• **SET PROBLEM**
Reproduce verbatim the items below, from the line containing "Note to the class: locate the window" through the line containing "<point>358,150</point>", both lines included. Omit the pictures from your reproduction.

• **GIVEN DATA**

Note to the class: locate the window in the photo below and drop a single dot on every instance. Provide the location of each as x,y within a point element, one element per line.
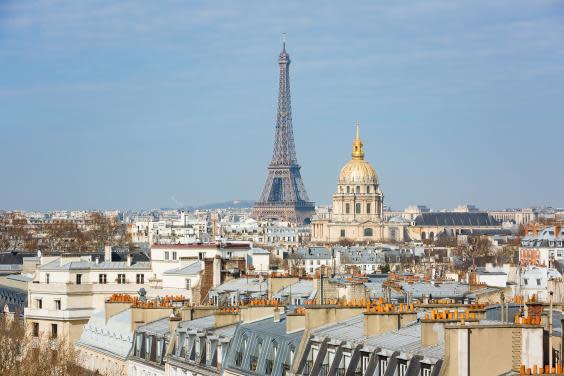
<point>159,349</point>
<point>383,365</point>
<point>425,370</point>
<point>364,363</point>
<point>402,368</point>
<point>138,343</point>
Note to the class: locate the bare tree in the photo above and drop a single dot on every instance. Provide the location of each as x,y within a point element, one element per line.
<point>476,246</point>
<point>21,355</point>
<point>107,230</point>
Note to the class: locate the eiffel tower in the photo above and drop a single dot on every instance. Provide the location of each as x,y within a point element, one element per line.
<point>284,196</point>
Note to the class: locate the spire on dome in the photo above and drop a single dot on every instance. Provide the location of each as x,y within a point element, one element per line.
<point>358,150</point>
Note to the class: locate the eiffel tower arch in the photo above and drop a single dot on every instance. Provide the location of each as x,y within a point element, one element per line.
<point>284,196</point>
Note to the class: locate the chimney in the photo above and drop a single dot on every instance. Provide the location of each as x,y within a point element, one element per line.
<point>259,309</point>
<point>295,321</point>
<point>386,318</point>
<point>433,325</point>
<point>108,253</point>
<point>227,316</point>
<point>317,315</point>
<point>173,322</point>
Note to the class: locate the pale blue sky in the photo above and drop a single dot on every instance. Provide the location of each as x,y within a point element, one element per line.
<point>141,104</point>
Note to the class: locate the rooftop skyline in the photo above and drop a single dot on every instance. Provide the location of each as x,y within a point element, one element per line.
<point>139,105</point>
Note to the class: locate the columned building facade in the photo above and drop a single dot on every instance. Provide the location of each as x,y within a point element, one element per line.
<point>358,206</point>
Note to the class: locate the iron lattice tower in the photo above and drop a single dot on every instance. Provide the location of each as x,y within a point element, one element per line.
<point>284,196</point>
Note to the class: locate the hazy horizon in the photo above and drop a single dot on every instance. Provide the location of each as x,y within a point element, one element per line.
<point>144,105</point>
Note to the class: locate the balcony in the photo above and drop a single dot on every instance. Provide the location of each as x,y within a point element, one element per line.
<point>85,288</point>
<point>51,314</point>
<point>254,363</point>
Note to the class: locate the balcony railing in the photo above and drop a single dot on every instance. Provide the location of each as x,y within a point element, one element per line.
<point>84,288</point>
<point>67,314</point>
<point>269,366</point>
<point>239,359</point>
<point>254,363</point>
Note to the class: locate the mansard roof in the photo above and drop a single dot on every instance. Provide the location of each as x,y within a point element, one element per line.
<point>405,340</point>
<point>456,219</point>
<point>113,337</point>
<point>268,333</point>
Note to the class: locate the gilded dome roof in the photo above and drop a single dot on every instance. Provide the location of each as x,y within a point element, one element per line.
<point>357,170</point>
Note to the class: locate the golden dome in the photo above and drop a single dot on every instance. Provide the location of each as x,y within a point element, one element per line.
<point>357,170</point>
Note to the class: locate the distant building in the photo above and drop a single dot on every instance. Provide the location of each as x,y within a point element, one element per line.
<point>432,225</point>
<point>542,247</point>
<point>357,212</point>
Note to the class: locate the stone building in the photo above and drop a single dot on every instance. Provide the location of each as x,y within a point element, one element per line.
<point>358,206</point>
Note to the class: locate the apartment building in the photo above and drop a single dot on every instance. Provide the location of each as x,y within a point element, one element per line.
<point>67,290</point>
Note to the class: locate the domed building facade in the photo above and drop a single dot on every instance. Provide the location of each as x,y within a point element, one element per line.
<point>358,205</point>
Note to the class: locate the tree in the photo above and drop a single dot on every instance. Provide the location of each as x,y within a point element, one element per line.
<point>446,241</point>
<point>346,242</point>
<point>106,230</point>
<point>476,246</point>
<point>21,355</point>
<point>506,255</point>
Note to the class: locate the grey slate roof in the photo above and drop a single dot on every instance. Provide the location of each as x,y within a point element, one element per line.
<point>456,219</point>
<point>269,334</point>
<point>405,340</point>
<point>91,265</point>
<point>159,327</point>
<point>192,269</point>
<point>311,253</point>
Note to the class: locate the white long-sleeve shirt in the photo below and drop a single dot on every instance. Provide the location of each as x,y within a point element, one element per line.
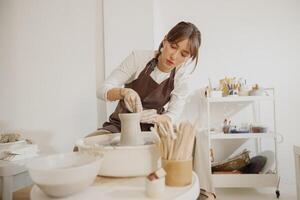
--
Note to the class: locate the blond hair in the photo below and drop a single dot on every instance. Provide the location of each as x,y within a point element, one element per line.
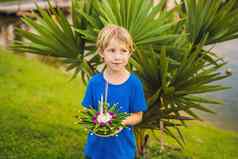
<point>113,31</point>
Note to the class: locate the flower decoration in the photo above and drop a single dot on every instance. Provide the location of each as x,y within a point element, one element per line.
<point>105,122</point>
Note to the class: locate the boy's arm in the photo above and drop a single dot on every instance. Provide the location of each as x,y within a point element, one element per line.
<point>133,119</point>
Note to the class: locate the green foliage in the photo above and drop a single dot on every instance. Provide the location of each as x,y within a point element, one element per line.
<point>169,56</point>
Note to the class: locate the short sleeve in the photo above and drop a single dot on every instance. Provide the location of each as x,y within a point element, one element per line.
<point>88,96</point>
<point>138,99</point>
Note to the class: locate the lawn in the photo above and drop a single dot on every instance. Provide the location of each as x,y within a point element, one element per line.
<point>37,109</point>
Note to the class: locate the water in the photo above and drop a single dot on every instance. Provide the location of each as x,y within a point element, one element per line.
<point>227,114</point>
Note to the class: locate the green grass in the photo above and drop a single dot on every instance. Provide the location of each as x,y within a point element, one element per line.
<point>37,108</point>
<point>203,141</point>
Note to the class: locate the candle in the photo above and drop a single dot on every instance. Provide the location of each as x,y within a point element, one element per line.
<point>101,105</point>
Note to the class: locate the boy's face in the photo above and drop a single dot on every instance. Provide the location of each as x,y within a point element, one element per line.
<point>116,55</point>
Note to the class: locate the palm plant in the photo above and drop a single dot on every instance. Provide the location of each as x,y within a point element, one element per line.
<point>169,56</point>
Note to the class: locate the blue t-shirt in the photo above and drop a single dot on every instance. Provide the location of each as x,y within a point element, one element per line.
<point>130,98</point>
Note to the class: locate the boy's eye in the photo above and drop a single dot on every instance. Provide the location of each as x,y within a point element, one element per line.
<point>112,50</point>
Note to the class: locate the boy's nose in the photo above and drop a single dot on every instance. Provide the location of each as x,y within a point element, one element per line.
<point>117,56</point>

• **WRITTEN RESPONSE**
Note to the class: locate the window in the photo below and drop a single dot on every instance. Provide the location of each as x,y within a point element, one element per line.
<point>159,349</point>
<point>383,365</point>
<point>425,370</point>
<point>364,363</point>
<point>402,368</point>
<point>138,343</point>
Note to the class: locate the bare tree in the photo above and drop a single dot on every instance. Provide the location of each as x,y within a point element, one element per line.
<point>476,246</point>
<point>21,355</point>
<point>107,230</point>
Note to the class: locate the eiffel tower in the photo above and drop a single dot on every instance. Provide the location of each as x,y within a point element, one element per line.
<point>284,196</point>
Note to the class: locate the spire on dome in the photo above and drop a single dot on every instance. Provide the location of each as x,y within a point element, one element per line.
<point>358,150</point>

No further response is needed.